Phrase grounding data
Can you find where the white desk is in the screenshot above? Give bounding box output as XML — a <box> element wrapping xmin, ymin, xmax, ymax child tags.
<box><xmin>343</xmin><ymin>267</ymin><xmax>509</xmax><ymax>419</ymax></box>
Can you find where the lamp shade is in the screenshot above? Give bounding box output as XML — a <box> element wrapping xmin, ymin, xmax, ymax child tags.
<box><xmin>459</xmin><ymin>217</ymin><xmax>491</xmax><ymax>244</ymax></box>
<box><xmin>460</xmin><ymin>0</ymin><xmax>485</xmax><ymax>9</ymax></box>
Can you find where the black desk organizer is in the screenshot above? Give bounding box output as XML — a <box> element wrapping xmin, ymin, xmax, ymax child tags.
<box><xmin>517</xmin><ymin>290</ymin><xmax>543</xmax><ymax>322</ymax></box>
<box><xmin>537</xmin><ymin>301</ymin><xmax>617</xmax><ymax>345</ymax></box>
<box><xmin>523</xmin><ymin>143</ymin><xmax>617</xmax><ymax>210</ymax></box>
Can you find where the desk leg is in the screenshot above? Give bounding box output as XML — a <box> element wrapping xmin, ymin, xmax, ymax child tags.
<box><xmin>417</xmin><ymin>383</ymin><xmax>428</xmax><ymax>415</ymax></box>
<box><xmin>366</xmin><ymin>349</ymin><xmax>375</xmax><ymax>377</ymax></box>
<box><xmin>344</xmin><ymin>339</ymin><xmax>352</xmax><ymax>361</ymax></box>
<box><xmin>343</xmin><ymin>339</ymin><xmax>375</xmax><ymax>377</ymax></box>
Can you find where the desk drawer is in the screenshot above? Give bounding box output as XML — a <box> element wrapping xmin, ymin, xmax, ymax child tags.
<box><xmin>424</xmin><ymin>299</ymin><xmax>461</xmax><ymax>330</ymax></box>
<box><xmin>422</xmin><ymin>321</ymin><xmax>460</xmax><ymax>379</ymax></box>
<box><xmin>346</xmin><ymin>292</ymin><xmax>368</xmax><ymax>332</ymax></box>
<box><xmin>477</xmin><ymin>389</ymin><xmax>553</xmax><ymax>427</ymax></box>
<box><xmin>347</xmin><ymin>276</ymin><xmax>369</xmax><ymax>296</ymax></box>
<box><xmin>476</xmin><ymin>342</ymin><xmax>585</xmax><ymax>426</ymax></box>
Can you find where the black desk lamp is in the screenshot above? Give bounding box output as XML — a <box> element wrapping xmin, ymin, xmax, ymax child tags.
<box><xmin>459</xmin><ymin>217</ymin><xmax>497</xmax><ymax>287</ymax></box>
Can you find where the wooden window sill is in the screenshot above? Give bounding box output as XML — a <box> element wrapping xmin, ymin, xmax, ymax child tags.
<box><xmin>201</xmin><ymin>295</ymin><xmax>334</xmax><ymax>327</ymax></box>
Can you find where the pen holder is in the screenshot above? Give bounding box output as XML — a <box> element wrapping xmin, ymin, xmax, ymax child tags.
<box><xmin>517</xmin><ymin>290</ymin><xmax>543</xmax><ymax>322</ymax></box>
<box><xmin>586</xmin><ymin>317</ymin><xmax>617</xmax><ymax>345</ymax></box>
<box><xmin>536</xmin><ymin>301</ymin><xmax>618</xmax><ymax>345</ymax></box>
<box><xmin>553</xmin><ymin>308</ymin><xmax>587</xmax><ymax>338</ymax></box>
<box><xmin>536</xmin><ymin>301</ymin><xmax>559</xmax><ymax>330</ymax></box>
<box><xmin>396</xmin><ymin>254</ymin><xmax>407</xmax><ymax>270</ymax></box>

Exercise: Taking the entries above, please repeat each one exactly.

Answer to the exercise:
Can you find where the white desk is in the screenshot above? Give bounding box output as XML — a <box> element wrapping xmin, ymin, xmax, ymax child tags.
<box><xmin>343</xmin><ymin>267</ymin><xmax>509</xmax><ymax>419</ymax></box>
Can you find where the lamp shade is in the screenshot above? Give bounding box output as XML — a <box> element wrapping xmin, ymin, xmax, ymax child tags.
<box><xmin>459</xmin><ymin>217</ymin><xmax>491</xmax><ymax>244</ymax></box>
<box><xmin>460</xmin><ymin>0</ymin><xmax>485</xmax><ymax>9</ymax></box>
Can you find where the black desk organizer is in the screenshot above? Give bounding box output as XML — a <box> element wrapping xmin, ymin, xmax, ymax child tags.
<box><xmin>517</xmin><ymin>290</ymin><xmax>543</xmax><ymax>322</ymax></box>
<box><xmin>537</xmin><ymin>301</ymin><xmax>617</xmax><ymax>345</ymax></box>
<box><xmin>523</xmin><ymin>143</ymin><xmax>617</xmax><ymax>210</ymax></box>
Can you find where the desk leg is in the screenshot above? Give bounding box output as XML — a <box> element wrapping xmin, ymin, xmax, ymax child tags.
<box><xmin>417</xmin><ymin>383</ymin><xmax>428</xmax><ymax>415</ymax></box>
<box><xmin>366</xmin><ymin>349</ymin><xmax>375</xmax><ymax>377</ymax></box>
<box><xmin>344</xmin><ymin>339</ymin><xmax>352</xmax><ymax>361</ymax></box>
<box><xmin>343</xmin><ymin>339</ymin><xmax>375</xmax><ymax>377</ymax></box>
Can you find where the desk drawer is in the screenshot above? Give bounding box output as XML — a <box> element wrapping xmin, ymin, xmax, ymax child tags.
<box><xmin>424</xmin><ymin>299</ymin><xmax>461</xmax><ymax>330</ymax></box>
<box><xmin>422</xmin><ymin>321</ymin><xmax>460</xmax><ymax>379</ymax></box>
<box><xmin>346</xmin><ymin>292</ymin><xmax>368</xmax><ymax>332</ymax></box>
<box><xmin>477</xmin><ymin>389</ymin><xmax>553</xmax><ymax>427</ymax></box>
<box><xmin>347</xmin><ymin>276</ymin><xmax>369</xmax><ymax>296</ymax></box>
<box><xmin>476</xmin><ymin>342</ymin><xmax>585</xmax><ymax>426</ymax></box>
Can you find where the black desk lamp is in the screenshot above? Give bounding box output as XML — a <box> element wrapping xmin, ymin, xmax, ymax child tags.
<box><xmin>459</xmin><ymin>217</ymin><xmax>497</xmax><ymax>287</ymax></box>
Can you find where the wooden window sill is in the screenshot above? Give bounding box output as XML — a <box> element wrapping xmin, ymin, xmax, ymax child tags.
<box><xmin>201</xmin><ymin>295</ymin><xmax>334</xmax><ymax>327</ymax></box>
Can you find where the pen holder is in the screenshot above? Give bounding box output as XML — a <box> element wrapping xmin, ymin, xmax, ymax child tags.
<box><xmin>517</xmin><ymin>290</ymin><xmax>543</xmax><ymax>322</ymax></box>
<box><xmin>586</xmin><ymin>317</ymin><xmax>617</xmax><ymax>345</ymax></box>
<box><xmin>536</xmin><ymin>301</ymin><xmax>618</xmax><ymax>345</ymax></box>
<box><xmin>553</xmin><ymin>308</ymin><xmax>587</xmax><ymax>338</ymax></box>
<box><xmin>536</xmin><ymin>301</ymin><xmax>559</xmax><ymax>330</ymax></box>
<box><xmin>396</xmin><ymin>254</ymin><xmax>407</xmax><ymax>270</ymax></box>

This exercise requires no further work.